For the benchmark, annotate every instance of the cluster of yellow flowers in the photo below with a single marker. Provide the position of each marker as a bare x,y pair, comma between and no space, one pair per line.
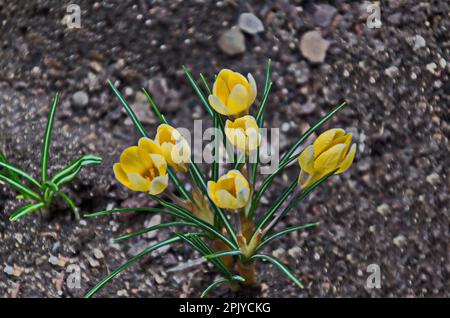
144,167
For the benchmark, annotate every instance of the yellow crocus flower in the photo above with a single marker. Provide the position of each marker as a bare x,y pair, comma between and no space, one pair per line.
243,133
231,191
143,168
232,94
330,151
175,148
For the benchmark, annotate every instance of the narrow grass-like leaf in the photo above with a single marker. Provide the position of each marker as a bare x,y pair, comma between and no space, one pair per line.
131,210
153,228
286,158
140,128
14,171
286,231
283,268
188,216
281,199
221,282
11,174
30,208
224,253
23,189
48,139
195,242
131,261
70,171
296,200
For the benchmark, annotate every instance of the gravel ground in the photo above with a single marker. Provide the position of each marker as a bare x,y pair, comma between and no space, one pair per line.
391,208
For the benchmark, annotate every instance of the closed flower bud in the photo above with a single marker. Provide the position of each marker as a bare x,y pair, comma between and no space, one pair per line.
175,148
243,133
330,151
143,168
233,94
231,191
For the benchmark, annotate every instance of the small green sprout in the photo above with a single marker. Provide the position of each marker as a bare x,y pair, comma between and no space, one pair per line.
40,195
219,218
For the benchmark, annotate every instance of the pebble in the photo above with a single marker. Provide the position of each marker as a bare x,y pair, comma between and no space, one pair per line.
383,209
232,42
418,42
324,14
80,99
250,23
433,178
314,47
399,240
391,71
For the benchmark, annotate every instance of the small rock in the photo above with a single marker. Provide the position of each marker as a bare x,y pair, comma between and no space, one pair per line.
98,254
399,240
232,42
250,23
314,47
383,209
80,99
433,178
417,42
324,14
154,220
391,71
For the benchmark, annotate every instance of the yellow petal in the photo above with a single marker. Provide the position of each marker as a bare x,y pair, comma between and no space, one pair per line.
225,200
348,160
237,101
306,159
236,78
120,175
138,183
159,184
149,146
324,141
131,161
329,159
220,89
253,89
218,106
160,163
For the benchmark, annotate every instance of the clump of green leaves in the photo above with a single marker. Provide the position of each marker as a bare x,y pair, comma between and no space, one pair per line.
232,245
40,193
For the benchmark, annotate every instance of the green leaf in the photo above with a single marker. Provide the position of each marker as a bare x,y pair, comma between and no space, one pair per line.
69,172
197,243
192,218
131,261
14,172
131,210
48,138
220,282
281,199
11,174
30,208
141,130
297,199
286,158
23,189
283,268
286,231
224,253
153,228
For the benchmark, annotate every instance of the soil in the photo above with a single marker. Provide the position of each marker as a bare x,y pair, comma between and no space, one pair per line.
391,208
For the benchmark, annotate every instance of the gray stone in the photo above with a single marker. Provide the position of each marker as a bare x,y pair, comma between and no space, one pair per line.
80,98
250,23
232,42
314,47
323,15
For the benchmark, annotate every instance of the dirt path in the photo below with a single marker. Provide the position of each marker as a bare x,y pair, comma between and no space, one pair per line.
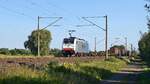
128,75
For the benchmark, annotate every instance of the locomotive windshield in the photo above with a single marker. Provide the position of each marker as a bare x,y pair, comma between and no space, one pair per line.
69,40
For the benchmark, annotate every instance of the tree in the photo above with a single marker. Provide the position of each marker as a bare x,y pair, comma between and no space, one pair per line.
32,42
144,42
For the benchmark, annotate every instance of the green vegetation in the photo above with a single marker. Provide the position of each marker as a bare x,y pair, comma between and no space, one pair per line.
6,51
32,42
144,78
66,73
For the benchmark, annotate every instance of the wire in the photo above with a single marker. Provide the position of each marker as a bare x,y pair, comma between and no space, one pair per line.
37,5
16,12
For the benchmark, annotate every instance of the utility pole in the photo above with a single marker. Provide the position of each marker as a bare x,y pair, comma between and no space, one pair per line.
126,48
104,29
95,45
38,28
131,49
106,38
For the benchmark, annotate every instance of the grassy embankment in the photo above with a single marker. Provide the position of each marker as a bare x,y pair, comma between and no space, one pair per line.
144,77
55,73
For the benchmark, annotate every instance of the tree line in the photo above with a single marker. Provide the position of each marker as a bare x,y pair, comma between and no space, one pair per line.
144,42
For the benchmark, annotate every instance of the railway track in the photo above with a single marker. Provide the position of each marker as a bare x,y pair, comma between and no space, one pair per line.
38,62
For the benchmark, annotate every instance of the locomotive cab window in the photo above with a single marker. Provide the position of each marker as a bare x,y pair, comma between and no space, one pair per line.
66,41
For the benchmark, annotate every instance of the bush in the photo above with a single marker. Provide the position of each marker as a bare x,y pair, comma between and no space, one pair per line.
56,52
4,51
20,52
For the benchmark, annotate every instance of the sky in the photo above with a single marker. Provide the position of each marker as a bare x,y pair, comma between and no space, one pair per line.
126,18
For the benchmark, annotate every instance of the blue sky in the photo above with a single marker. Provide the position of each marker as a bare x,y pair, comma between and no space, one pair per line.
19,17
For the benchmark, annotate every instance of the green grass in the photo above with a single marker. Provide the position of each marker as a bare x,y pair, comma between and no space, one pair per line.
144,78
67,73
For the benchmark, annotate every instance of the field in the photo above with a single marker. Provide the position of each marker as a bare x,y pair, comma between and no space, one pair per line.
51,70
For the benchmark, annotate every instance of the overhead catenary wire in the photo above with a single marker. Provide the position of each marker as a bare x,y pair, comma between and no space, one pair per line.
39,6
16,12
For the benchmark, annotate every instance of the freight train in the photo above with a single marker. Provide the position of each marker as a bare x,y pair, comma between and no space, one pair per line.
74,46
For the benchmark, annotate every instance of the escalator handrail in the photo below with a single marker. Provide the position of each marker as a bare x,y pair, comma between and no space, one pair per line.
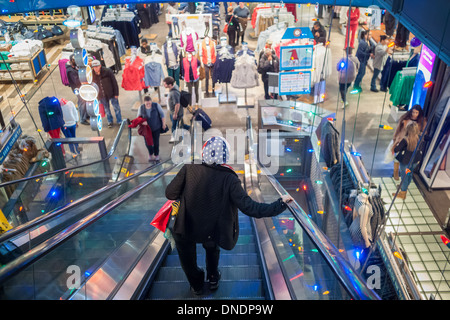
50,215
349,278
51,244
110,153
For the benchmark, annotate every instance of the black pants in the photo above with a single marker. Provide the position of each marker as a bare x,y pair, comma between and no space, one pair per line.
154,149
187,252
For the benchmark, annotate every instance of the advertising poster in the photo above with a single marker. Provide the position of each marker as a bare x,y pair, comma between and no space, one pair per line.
296,57
292,83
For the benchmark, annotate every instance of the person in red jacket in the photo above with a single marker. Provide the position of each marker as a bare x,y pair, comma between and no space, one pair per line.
353,21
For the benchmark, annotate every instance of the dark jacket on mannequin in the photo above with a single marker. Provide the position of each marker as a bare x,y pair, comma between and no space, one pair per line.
210,196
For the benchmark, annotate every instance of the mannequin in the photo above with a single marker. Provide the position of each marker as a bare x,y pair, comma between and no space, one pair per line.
172,60
207,53
189,39
360,229
191,73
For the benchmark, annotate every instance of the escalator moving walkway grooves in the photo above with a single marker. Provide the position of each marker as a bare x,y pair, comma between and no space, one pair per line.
240,268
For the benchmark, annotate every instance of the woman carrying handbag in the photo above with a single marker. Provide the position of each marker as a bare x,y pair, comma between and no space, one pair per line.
210,195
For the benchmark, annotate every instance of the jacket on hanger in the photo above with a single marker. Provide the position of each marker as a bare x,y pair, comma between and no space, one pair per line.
189,69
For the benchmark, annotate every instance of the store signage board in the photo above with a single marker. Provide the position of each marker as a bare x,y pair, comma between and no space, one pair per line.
423,75
297,33
293,83
296,57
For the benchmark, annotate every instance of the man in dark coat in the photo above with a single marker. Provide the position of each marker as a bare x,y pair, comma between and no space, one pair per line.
75,84
108,91
210,195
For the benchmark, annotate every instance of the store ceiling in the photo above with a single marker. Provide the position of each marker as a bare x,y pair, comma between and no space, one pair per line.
427,20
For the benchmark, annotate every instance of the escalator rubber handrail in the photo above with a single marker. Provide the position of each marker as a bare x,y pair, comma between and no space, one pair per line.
350,279
51,244
110,153
48,216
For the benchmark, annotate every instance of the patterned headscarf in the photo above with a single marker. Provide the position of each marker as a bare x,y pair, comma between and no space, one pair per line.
216,151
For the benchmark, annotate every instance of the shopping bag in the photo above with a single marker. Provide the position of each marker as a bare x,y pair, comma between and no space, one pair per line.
162,216
388,155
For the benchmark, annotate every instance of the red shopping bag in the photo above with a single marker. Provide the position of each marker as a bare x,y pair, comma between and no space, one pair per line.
162,216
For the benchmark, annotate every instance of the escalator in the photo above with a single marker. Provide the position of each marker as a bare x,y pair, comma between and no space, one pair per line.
114,253
43,191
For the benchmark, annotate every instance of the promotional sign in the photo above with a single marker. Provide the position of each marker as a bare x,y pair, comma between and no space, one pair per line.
423,75
296,57
292,83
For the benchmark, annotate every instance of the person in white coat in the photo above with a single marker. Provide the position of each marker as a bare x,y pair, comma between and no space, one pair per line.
70,115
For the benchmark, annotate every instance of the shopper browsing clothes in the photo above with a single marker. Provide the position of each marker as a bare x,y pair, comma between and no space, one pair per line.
75,84
269,62
347,73
210,195
173,102
363,54
154,118
108,91
405,151
414,115
380,51
243,14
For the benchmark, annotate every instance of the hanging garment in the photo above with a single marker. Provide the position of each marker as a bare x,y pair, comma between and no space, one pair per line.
245,74
208,53
154,74
188,41
133,74
189,69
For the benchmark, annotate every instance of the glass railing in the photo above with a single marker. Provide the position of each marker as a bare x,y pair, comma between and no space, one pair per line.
28,236
98,250
25,199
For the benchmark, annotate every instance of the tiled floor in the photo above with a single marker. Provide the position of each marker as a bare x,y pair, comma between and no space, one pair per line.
418,234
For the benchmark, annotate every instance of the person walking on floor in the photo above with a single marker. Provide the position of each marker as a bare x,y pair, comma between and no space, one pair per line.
415,114
347,74
363,54
405,151
154,116
108,91
173,102
210,195
380,51
269,62
75,84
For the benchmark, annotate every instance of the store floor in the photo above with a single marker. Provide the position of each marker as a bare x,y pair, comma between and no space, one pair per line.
363,116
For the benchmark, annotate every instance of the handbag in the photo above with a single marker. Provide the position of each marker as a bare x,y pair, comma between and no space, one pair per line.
225,28
162,216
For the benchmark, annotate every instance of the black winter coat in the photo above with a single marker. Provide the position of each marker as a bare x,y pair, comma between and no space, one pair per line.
210,197
107,84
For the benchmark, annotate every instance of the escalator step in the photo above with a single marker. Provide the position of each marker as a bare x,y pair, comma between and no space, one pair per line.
228,273
228,289
172,260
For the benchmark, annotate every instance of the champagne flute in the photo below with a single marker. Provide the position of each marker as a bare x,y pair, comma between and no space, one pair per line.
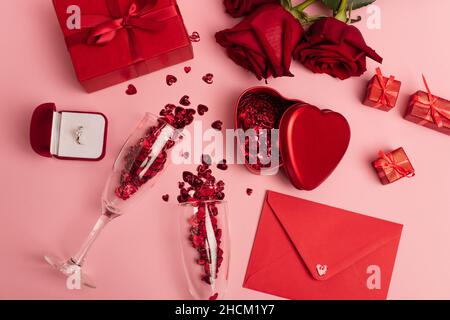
205,247
142,158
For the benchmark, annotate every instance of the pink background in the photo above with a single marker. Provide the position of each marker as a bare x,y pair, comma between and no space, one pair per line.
49,205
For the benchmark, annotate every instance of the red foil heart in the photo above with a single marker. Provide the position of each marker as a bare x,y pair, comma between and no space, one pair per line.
312,142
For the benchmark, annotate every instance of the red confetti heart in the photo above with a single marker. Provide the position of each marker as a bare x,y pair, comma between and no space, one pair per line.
184,101
170,79
194,37
131,90
208,78
217,125
202,109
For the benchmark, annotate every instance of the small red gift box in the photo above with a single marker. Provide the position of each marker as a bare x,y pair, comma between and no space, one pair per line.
429,111
68,135
122,39
382,92
393,166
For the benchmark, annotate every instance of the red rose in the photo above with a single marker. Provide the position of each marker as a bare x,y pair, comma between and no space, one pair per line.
239,8
335,48
264,41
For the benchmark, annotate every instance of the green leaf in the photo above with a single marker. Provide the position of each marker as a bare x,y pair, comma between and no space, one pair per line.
355,4
286,4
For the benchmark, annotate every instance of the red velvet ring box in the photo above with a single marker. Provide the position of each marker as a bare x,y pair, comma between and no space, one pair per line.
57,133
118,40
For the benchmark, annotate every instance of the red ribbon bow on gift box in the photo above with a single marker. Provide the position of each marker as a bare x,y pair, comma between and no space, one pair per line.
100,30
387,161
384,98
437,113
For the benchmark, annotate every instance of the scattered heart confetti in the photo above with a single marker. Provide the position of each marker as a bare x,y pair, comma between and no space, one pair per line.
184,101
194,37
202,109
214,296
208,78
185,155
222,165
217,125
131,90
171,79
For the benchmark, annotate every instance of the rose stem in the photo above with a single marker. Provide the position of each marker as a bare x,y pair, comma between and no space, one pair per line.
305,4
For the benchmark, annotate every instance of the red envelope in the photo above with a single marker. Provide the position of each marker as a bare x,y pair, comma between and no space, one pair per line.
306,250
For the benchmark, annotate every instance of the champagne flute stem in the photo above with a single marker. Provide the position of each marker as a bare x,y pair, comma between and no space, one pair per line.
79,258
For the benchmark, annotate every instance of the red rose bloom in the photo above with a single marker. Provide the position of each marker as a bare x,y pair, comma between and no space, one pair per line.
335,48
263,42
239,8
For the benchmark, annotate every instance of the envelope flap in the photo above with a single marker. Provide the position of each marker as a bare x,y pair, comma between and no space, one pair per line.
328,239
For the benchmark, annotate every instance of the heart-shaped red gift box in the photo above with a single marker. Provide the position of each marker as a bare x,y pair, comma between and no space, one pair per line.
311,141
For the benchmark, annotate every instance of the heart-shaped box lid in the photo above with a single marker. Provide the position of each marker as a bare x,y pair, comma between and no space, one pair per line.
312,143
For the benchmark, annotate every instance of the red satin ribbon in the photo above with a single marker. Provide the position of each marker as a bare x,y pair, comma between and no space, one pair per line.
100,30
387,161
384,98
436,112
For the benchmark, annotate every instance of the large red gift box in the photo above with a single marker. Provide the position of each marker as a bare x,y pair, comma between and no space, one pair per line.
429,110
122,39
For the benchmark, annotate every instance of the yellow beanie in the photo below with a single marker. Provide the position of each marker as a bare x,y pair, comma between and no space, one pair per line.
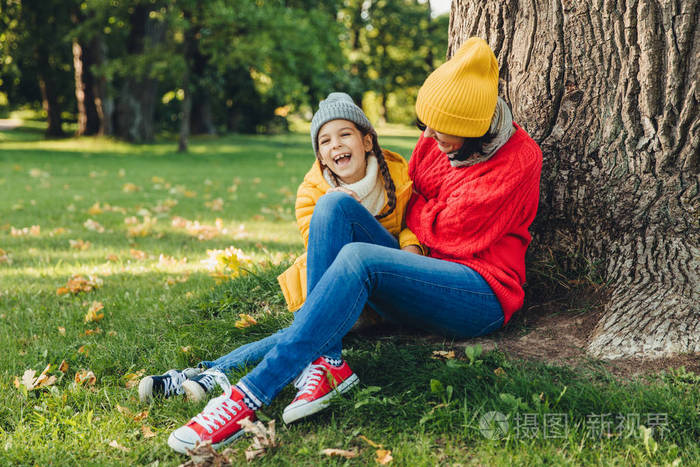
________________________
Goal of the exercise
Revise the rows starting at the line with "For the benchmark, annotate every instance of the red satin" and ending at the end of the rows, putting "point" wherever "marker" appears and leaving everything else unchanged. Leave the pictures out of your answer.

Worked answer
For the benchmark, annotate every instance of the red satin ribbon in the photo above with a single point. Provide the position of each point as a bare x,y pair, comma between and no space, one pair per line.
100,30
387,161
384,98
436,112
For the benchmark, annotate every instance of the large red gift box in the photo above with a single point. Provide the position of each point as a bare x,y pair, comma between and no space, one pair per line.
429,110
122,39
For the benchmark, annotate every instance of the yellow beanie in the photo below with a single point. Provide the position of each point as a bare x,y pair, comma between and no space, one pair per line.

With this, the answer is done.